## Given request
All records should be reproduced verbatim.

[Point-based annotation data]

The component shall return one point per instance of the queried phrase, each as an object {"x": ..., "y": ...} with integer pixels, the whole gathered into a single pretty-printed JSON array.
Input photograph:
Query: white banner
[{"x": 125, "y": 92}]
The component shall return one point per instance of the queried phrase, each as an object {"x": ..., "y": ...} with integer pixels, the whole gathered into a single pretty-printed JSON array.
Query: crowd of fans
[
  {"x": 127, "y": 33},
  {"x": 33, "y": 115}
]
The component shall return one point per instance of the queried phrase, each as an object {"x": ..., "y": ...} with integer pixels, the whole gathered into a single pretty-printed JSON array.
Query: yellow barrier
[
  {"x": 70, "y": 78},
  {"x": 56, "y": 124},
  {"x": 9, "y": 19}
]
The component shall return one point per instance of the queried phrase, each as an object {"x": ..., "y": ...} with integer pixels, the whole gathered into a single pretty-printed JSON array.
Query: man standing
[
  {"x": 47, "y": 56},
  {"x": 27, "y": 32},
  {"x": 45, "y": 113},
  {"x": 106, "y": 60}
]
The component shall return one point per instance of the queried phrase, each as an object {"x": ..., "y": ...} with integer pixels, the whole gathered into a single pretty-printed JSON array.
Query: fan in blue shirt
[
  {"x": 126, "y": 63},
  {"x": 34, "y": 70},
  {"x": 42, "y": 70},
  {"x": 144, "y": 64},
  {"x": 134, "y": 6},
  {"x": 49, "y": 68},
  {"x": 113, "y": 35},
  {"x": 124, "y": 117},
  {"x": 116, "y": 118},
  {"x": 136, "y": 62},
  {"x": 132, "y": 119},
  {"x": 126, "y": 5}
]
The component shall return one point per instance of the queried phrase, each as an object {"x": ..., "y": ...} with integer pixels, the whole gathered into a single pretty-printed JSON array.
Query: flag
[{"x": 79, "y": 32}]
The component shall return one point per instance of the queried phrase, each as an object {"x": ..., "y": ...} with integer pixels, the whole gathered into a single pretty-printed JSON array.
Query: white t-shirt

## Result of this task
The component shall return one point per instance of the queried phrase, each as an object {"x": ..., "y": ...} with integer pixels, the whole gathered into a single pretty-printed JSON array.
Input photograph:
Query: white banner
[{"x": 125, "y": 92}]
The component shall return one point per instance of the queried phrase, each as an object {"x": ..., "y": ...} with integer pixels, the whole gathered into a single pretty-printed JSON array.
Query: crowd of fans
[
  {"x": 127, "y": 33},
  {"x": 33, "y": 115}
]
The component shall return one point per instance of the queried phrase, each as an object {"x": ..., "y": ...} with integer pixels, the whole gathered into a single pretty-printed JSON array.
Query: yellow barrier
[
  {"x": 70, "y": 78},
  {"x": 56, "y": 124},
  {"x": 9, "y": 19}
]
The component shall return one point per instance of the queried phrase, each as an object {"x": ..., "y": ...} with integer pixels, the whole gathered into a single pretty-printed JSON array.
Query: man standing
[
  {"x": 47, "y": 56},
  {"x": 27, "y": 32},
  {"x": 45, "y": 113},
  {"x": 106, "y": 60}
]
The component shall return one point per instance of the queried phrase, each as an object {"x": ..., "y": ...} with integer pixels, the whole gathered into a single pretty-printed JSON array.
Query: fan in blue shirt
[
  {"x": 126, "y": 63},
  {"x": 34, "y": 70},
  {"x": 42, "y": 70},
  {"x": 144, "y": 64},
  {"x": 134, "y": 6},
  {"x": 49, "y": 68},
  {"x": 113, "y": 35},
  {"x": 124, "y": 117},
  {"x": 116, "y": 118},
  {"x": 136, "y": 62},
  {"x": 132, "y": 119},
  {"x": 126, "y": 5}
]
The component shall return one point per instance of the queried phrase, each as an object {"x": ..., "y": ...} with integer pixels, the whole gathered into a single pretty-printed JSON array.
Query: flag
[{"x": 79, "y": 32}]
The component shall return one point per instance of the queried phrase, each as an object {"x": ..., "y": ...} with integer pixels, the whole gathered into a single pretty-printed JSON array.
Query: white t-shirt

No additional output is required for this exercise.